**Texto fornecido**

É por esse motivo que tal proprietário nem acha suficiente o considerável sustento reservado nos celeiros já existentes. No ano seguinte e nos próximos, iria colher de novo, quiçá ainda mais. Contudo, a avareza e o desejo de fruir tornavam-no cego. Este é o pensamento de todos quantos são dominados pela ganância. Nunca se satisfazem com os dons recebidos das mãos de Deus, ansiando por algo a mais. “A razão pela qual a cobiça nunca se sacia é que o coração do homem está feito para receber a Deus. [...] Assim sendo, não pode enchê-lo aquilo que e menos que Deus”.’3 Essa insatisfação traz um desequilíbrio emocional, traduzindo-se seus frutos na falta de virtude, devido ao desejo desordenado de querer cada vez mais. E a ganância qualificada por São Bernardo de “mal sutil, secreta peçonha, peste oculta, artífice da dor, mãe da hipocrisia, pai da inveja, origem dos vícios, semente de excessos, [...] traça da santidade que torna cegos os corações, converte em doenças os próprios remédios e em novos achaques a medicina”.’4
Ai de quem erige sua vida espiritual ou temporal — só para si mesmo! Mais cedo ou mais tarde ouvirá a mesma advertência saída dos lábios de Nosso Senhor ao homem desta parábola.

**Tarefa 1**
Passe para o inglês esta frase do texto sobre a ganância: "Este é o pensamento de todos quantos são dominados pela ganância."
**Tarefa 2**
No texto sobre a ganância, o que a avareza e o desejo de fruir faziam com o proprietário?
Baseie-se somente no texto fornecido.

**Linhas fornecidas**
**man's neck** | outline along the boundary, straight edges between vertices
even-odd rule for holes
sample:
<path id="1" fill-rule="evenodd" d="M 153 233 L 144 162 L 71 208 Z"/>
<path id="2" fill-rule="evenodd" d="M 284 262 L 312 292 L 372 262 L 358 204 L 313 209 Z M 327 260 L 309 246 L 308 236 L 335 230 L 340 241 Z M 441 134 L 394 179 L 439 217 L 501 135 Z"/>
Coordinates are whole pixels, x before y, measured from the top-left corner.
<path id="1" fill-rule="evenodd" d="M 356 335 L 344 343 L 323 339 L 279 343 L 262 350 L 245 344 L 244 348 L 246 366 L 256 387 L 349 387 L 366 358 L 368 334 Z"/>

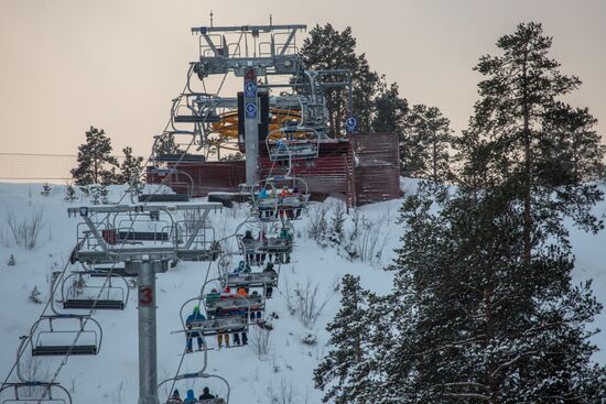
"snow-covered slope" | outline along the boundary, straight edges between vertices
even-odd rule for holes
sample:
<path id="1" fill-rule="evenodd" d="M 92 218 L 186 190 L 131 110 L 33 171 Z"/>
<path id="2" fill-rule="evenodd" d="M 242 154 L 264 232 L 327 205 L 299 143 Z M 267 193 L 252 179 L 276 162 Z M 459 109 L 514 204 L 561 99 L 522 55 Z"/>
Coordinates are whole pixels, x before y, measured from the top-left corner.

**Resposta 1**
This is the thinking of all those who are ruled by greed.

**Resposta 2**
Tornavam-no cego.